The 2012/2013 flu epidemic continues. On a hopeful note, the Centers for Disease Control and Prevention (CDC) states that it is possible that some areas of the country have peaked, but other parts of the country are still experiencing high levels of influenza-like-illnesses. It is still too early to tell if the country is on the down hill slide of this year’s severe flu season, but time will tell.
Flu: Doctor’s Visits
One way to know how many people may have the flu is by keeping track of the number of doctor visits for Influenza-like Illness (ILI). This week, the CDC reports that the number of people who went to a doctor for influenza-like-illness has decreased from 6.0 percent to 4.3 percent over last week, but those numbers are still well above the national baseline of 2.2 percent. The CDC’s latest Flu News update also reports that 47 states have no reported widespread flu activity – an increase from 41 states from the week before. The number of influenza-like-illnesses is a good indication of how widespread the flu is becoming, so a reduction is good news for the nation.
By the end of the week on January 5, 2013 hospitalizations increased by 1,443 from the previous week, bringing the total to 3,710 flu-related hospitalizations thus far. Forty six percent of these hospitalizations have been in people older than 65 years old.
In 2004, the CDC conducted a study where they examined hospital records from 500 hospitals across the United States between the years 1979 to 2001. In the year 2000 there were an estimated 114,000 hospitalizations due to the flu; now the CDC reports on average 200,000 people are hospitalized every year. People are being hospitalized due to flu complications such as respiratory and cardiac problems more frequently. The CDC also discovered in their study that when the strain of influenza A (H3N2) was dominant, there were more hospitalizations.
2013 Flu Deaths
The CDC does not require the reporting of adult deaths from the flu. There are a few reasons for this, including the fact that influenza is very rarely listed as a cause on a person’s death certificate. In addition, the victim may have developed a secondary infection such as pneumonia. Also, influenza can aggravate chronic, pre-existing conditions such as COPD or congestive heart failure.
However, the CDC does estimate the number of deaths that occur because of the flu. To estimate adult deaths the CDC uses two categories on death certificates: pneumonia and influenza (P&I) causes and respiratory and circulatory causes to determine the estimate for flu deaths. Since the flu is so unpredictable, a range of estimated deaths provides a better look at how serious influenza is.

Saved entries:
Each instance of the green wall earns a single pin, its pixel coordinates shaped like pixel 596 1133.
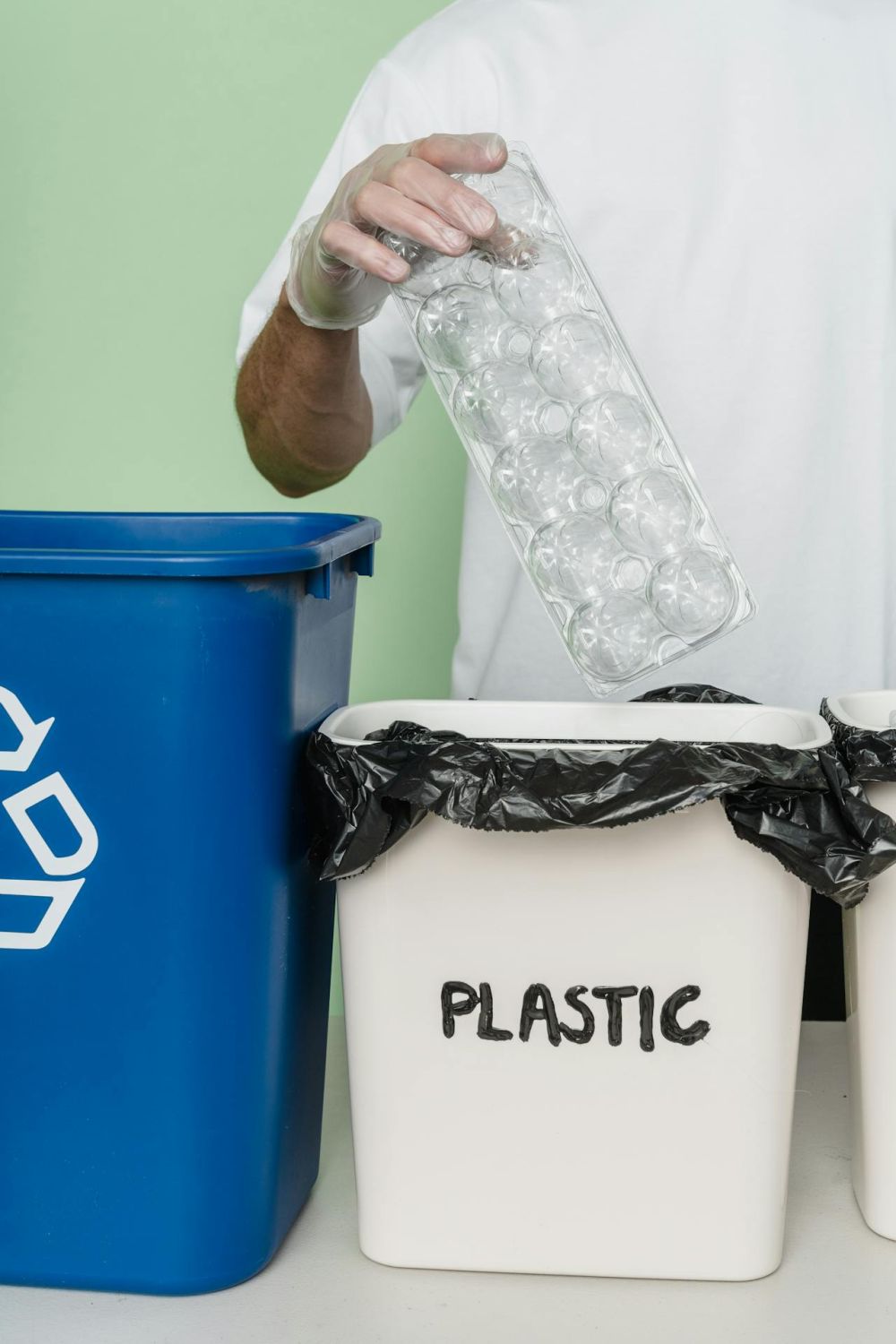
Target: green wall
pixel 151 159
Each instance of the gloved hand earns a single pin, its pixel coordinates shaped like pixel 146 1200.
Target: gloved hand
pixel 340 273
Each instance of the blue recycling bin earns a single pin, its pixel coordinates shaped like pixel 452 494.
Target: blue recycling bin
pixel 164 949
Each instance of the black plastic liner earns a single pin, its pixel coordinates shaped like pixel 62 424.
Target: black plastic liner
pixel 797 806
pixel 869 754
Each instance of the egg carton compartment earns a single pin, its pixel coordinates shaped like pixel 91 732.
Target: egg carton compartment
pixel 602 508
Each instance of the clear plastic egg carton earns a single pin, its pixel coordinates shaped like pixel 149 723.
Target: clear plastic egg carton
pixel 599 503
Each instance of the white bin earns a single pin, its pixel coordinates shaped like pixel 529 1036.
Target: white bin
pixel 584 1158
pixel 869 948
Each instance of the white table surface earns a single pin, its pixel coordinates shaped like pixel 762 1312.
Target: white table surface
pixel 837 1281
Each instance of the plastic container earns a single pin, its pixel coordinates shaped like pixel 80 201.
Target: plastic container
pixel 650 1136
pixel 164 956
pixel 600 505
pixel 869 948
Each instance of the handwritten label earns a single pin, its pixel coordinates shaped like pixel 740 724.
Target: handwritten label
pixel 538 1013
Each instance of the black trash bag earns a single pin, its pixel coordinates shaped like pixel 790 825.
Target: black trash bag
pixel 869 754
pixel 796 806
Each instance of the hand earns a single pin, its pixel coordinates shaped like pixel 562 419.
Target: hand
pixel 340 273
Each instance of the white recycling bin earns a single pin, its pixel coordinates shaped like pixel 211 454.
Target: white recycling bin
pixel 573 1051
pixel 869 953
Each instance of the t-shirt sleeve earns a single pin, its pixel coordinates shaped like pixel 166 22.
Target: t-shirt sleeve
pixel 389 109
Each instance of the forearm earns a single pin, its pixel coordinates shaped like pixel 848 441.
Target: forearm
pixel 303 403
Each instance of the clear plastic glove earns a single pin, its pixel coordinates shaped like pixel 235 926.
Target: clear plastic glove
pixel 340 271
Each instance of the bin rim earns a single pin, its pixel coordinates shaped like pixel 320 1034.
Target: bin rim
pixel 123 543
pixel 848 706
pixel 509 723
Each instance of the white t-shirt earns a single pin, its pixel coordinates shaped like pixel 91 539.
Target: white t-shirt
pixel 728 171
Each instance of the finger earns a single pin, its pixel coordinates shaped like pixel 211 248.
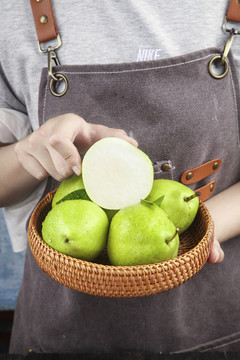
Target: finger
pixel 216 255
pixel 62 167
pixel 69 153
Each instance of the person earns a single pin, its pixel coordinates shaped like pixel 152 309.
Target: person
pixel 128 73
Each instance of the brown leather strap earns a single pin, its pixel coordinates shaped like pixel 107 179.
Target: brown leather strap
pixel 44 20
pixel 233 13
pixel 206 191
pixel 196 174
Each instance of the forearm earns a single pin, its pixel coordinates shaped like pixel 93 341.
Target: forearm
pixel 225 211
pixel 15 182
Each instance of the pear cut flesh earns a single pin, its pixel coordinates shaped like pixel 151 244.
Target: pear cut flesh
pixel 116 174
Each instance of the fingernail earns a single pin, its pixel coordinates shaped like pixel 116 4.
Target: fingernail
pixel 76 170
pixel 216 256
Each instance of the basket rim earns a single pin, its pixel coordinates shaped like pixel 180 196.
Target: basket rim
pixel 181 259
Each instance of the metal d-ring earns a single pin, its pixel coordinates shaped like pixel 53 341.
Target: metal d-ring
pixel 224 62
pixel 60 77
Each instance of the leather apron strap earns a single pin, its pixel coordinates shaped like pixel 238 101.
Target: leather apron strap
pixel 44 20
pixel 47 30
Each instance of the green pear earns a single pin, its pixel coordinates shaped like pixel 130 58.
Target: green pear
pixel 141 234
pixel 77 228
pixel 179 201
pixel 116 173
pixel 67 186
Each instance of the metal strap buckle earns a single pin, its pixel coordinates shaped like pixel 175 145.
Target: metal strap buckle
pixel 59 43
pixel 225 29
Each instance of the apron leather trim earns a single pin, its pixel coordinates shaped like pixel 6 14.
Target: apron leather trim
pixel 45 30
pixel 206 190
pixel 233 13
pixel 200 172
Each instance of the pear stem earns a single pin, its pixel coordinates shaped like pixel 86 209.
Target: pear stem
pixel 176 232
pixel 198 193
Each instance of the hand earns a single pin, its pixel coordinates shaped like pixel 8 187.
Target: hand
pixel 54 149
pixel 216 255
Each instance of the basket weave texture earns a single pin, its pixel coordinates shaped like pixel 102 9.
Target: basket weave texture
pixel 105 280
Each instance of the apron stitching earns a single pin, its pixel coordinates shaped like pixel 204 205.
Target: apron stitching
pixel 135 70
pixel 207 346
pixel 235 102
pixel 219 346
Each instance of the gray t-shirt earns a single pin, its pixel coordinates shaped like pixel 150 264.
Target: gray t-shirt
pixel 93 32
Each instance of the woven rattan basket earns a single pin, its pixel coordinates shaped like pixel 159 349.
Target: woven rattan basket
pixel 101 279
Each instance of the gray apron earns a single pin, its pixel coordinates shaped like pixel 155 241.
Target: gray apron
pixel 179 113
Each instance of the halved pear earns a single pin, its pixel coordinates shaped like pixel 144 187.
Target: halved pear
pixel 116 174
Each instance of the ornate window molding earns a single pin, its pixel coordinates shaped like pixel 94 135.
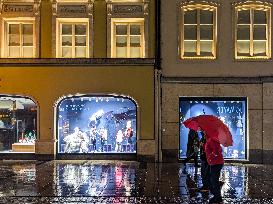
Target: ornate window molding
pixel 198 31
pixel 252 30
pixel 130 12
pixel 20 14
pixel 73 12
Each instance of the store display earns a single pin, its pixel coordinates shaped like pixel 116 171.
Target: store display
pixel 232 111
pixel 100 124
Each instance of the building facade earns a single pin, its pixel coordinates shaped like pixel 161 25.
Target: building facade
pixel 217 60
pixel 78 79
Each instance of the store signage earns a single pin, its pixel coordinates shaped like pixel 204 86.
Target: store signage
pixel 128 9
pixel 72 9
pixel 8 8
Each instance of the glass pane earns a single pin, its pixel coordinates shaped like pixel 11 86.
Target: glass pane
pixel 243 47
pixel 121 29
pixel 66 52
pixel 80 51
pixel 27 29
pixel 14 29
pixel 190 48
pixel 67 41
pixel 121 41
pixel 244 17
pixel 243 32
pixel 206 32
pixel 27 40
pixel 14 40
pixel 190 17
pixel 259 17
pixel 135 41
pixel 121 52
pixel 206 17
pixel 190 32
pixel 259 32
pixel 135 30
pixel 259 48
pixel 206 48
pixel 14 52
pixel 67 29
pixel 80 41
pixel 28 52
pixel 80 29
pixel 135 52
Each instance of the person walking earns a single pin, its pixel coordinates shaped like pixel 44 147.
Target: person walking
pixel 215 161
pixel 192 148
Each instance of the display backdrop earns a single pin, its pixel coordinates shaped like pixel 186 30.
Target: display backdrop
pixel 232 111
pixel 96 124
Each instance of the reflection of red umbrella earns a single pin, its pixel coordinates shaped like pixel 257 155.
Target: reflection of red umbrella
pixel 212 126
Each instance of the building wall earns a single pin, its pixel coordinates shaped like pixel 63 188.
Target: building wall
pixel 46 83
pixel 223 76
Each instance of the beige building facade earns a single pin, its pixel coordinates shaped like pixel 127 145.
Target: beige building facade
pixel 218 49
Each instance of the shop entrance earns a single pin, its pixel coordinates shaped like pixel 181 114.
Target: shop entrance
pixel 18 124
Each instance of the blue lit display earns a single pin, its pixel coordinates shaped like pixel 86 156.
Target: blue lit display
pixel 96 124
pixel 232 111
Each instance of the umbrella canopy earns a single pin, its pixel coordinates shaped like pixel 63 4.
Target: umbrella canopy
pixel 212 126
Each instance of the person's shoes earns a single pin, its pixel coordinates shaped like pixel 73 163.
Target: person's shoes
pixel 203 189
pixel 215 200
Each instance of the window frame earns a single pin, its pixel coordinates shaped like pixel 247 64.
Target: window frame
pixel 198 7
pixel 128 22
pixel 20 21
pixel 251 8
pixel 73 21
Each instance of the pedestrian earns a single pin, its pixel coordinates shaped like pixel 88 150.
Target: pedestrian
pixel 192 148
pixel 204 164
pixel 215 161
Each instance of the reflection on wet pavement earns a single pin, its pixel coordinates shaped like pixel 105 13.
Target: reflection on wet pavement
pixel 127 182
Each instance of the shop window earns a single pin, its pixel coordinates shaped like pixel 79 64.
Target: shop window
pixel 252 32
pixel 198 32
pixel 232 111
pixel 19 39
pixel 128 38
pixel 18 124
pixel 96 124
pixel 73 38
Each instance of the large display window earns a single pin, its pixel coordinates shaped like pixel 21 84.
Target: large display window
pixel 231 110
pixel 18 124
pixel 96 124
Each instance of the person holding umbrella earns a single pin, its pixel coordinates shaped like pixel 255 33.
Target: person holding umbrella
pixel 216 133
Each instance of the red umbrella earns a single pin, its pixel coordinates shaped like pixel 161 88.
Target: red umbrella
pixel 212 126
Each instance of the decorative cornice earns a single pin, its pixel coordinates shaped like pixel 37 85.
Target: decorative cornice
pixel 88 62
pixel 218 80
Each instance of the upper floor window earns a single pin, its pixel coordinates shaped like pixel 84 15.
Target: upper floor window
pixel 19 39
pixel 252 32
pixel 127 39
pixel 72 38
pixel 198 32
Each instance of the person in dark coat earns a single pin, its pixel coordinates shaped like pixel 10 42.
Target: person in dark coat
pixel 192 148
pixel 215 160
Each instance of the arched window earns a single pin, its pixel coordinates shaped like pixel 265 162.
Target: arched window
pixel 18 124
pixel 96 124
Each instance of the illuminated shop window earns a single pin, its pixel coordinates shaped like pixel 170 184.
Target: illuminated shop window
pixel 96 124
pixel 252 32
pixel 19 39
pixel 232 111
pixel 198 34
pixel 127 38
pixel 73 38
pixel 18 124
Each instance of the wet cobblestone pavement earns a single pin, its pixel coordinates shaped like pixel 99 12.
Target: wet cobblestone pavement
pixel 127 182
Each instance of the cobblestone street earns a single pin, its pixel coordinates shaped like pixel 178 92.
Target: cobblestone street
pixel 127 182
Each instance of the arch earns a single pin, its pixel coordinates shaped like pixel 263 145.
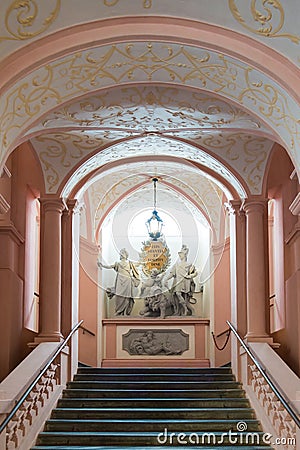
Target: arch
pixel 217 169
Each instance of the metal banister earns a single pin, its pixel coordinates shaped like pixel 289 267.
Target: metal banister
pixel 86 330
pixel 294 415
pixel 38 377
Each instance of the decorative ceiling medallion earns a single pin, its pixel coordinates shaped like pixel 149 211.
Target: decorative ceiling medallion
pixel 147 4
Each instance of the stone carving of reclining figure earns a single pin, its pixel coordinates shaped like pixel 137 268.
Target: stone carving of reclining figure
pixel 148 344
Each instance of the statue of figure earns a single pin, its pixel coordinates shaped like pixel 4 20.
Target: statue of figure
pixel 127 278
pixel 183 287
pixel 155 301
pixel 148 344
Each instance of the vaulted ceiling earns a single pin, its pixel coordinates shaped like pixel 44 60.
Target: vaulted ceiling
pixel 110 93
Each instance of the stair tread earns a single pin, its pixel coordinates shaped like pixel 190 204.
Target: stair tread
pixel 114 409
pixel 125 433
pixel 229 421
pixel 152 409
pixel 108 447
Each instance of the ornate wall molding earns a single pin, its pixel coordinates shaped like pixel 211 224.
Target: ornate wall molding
pixel 266 18
pixel 28 19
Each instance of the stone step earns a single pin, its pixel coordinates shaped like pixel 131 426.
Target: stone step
pixel 137 438
pixel 159 402
pixel 126 393
pixel 163 377
pixel 240 414
pixel 144 385
pixel 154 370
pixel 109 447
pixel 148 425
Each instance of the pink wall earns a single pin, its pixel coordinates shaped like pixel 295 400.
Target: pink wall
pixel 88 295
pixel 14 336
pixel 222 300
pixel 280 184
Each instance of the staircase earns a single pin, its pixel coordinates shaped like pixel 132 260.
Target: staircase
pixel 144 408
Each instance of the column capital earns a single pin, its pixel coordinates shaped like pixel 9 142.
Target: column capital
pixel 295 205
pixel 255 205
pixel 234 207
pixel 52 204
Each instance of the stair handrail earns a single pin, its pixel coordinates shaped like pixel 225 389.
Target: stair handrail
pixel 227 332
pixel 86 330
pixel 21 400
pixel 292 412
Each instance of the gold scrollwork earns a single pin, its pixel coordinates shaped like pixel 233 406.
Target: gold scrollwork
pixel 265 19
pixel 23 19
pixel 146 3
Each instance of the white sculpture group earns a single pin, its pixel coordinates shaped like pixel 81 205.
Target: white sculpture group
pixel 159 300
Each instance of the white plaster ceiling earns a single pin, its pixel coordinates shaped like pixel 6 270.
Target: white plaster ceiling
pixel 163 120
pixel 130 180
pixel 273 23
pixel 104 102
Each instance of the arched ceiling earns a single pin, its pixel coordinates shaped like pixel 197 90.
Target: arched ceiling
pixel 152 120
pixel 92 85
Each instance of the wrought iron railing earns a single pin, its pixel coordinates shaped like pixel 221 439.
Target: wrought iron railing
pixel 277 391
pixel 23 397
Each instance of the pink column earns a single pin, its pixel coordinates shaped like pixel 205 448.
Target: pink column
pixel 256 269
pixel 50 269
pixel 237 278
pixel 238 266
pixel 70 278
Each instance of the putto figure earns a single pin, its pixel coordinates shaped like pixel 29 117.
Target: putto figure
pixel 183 274
pixel 126 280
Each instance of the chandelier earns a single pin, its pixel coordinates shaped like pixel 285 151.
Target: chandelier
pixel 154 224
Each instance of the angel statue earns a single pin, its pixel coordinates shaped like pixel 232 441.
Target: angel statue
pixel 183 274
pixel 126 280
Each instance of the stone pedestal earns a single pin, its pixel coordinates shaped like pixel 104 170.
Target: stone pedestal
pixel 152 342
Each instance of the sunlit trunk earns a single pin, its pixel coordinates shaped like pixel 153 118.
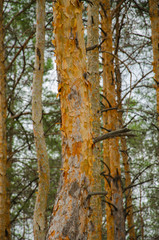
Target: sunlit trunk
pixel 71 213
pixel 93 77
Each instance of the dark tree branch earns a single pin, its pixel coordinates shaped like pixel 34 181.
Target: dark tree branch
pixel 116 133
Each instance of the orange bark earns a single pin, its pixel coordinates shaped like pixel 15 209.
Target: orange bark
pixel 42 158
pixel 93 77
pixel 4 211
pixel 71 211
pixel 115 213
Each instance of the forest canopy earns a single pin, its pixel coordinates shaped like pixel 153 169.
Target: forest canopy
pixel 79 119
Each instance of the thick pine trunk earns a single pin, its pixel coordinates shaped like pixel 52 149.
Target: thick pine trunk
pixel 43 164
pixel 93 77
pixel 4 210
pixel 71 213
pixel 115 227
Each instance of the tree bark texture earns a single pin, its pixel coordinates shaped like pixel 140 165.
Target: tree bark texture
pixel 115 213
pixel 124 152
pixel 154 16
pixel 4 210
pixel 42 158
pixel 93 77
pixel 71 213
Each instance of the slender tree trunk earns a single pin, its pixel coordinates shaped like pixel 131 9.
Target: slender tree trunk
pixel 106 152
pixel 43 164
pixel 4 211
pixel 71 213
pixel 116 198
pixel 154 16
pixel 124 153
pixel 93 77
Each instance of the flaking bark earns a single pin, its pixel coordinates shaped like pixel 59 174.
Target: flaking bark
pixel 93 77
pixel 71 213
pixel 115 215
pixel 39 222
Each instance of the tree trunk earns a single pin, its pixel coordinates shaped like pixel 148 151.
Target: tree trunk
pixel 154 16
pixel 93 77
pixel 43 164
pixel 4 211
pixel 124 153
pixel 71 213
pixel 115 228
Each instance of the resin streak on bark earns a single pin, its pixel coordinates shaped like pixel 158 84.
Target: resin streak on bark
pixel 4 211
pixel 93 77
pixel 71 211
pixel 43 164
pixel 115 216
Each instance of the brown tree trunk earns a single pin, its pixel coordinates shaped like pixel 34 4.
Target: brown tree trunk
pixel 93 77
pixel 116 198
pixel 71 211
pixel 43 164
pixel 124 153
pixel 4 211
pixel 154 16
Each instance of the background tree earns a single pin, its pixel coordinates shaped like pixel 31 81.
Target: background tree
pixel 42 158
pixel 4 211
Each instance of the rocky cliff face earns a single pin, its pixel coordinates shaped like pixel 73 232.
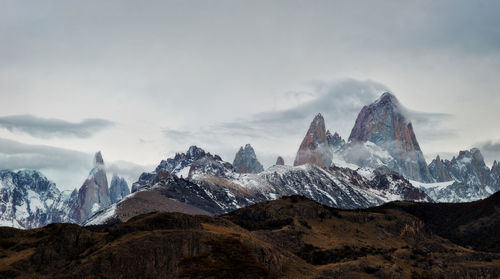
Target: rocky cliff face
pixel 439 170
pixel 118 189
pixel 94 193
pixel 314 148
pixel 494 177
pixel 216 194
pixel 335 142
pixel 470 178
pixel 29 200
pixel 280 161
pixel 384 124
pixel 246 161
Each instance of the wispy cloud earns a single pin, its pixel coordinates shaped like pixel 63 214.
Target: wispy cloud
pixel 68 168
pixel 490 150
pixel 339 101
pixel 51 128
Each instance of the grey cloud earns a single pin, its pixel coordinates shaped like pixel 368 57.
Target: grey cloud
pixel 50 127
pixel 339 101
pixel 429 126
pixel 129 171
pixel 490 150
pixel 177 135
pixel 68 168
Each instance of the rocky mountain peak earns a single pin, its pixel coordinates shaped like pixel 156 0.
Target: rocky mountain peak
pixel 439 171
pixel 314 148
pixel 245 161
pixel 195 152
pixel 118 189
pixel 98 160
pixel 385 124
pixel 280 161
pixel 335 141
pixel 93 195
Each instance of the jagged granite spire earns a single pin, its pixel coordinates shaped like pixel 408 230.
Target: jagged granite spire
pixel 246 161
pixel 280 161
pixel 314 147
pixel 98 160
pixel 384 123
pixel 438 170
pixel 118 189
pixel 94 193
pixel 335 141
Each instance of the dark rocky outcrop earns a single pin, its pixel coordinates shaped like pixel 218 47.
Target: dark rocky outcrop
pixel 94 193
pixel 335 141
pixel 384 123
pixel 118 189
pixel 292 237
pixel 314 148
pixel 472 179
pixel 439 170
pixel 245 161
pixel 280 161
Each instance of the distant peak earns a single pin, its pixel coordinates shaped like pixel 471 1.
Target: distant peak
pixel 318 117
pixel 248 147
pixel 195 152
pixel 98 161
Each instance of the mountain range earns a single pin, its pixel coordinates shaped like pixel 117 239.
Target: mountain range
pixel 292 237
pixel 380 162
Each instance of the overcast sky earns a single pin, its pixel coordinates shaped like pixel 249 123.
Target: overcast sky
pixel 141 80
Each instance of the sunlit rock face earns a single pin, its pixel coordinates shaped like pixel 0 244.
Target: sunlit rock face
pixel 384 124
pixel 314 148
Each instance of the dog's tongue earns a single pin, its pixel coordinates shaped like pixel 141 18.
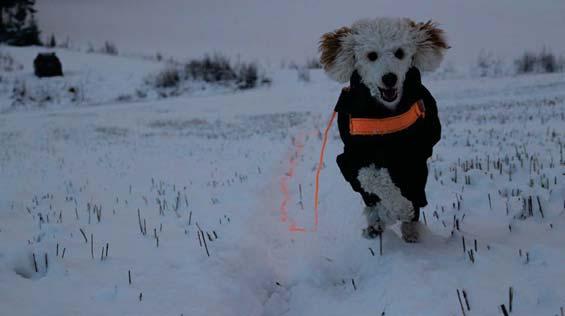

Exercise objective – Reproduce the part of the text on the 2012/2013 flu epidemic starting at "2013 Flu Deaths" and ending at "congestive heart failure.".

Solution to this task –
2013 Flu Deaths
The CDC does not require the reporting of adult deaths from the flu. There are a few reasons for this, including the fact that influenza is very rarely listed as a cause on a person’s death certificate. In addition, the victim may have developed a secondary infection such as pneumonia. Also, influenza can aggravate chronic, pre-existing conditions such as COPD or congestive heart failure.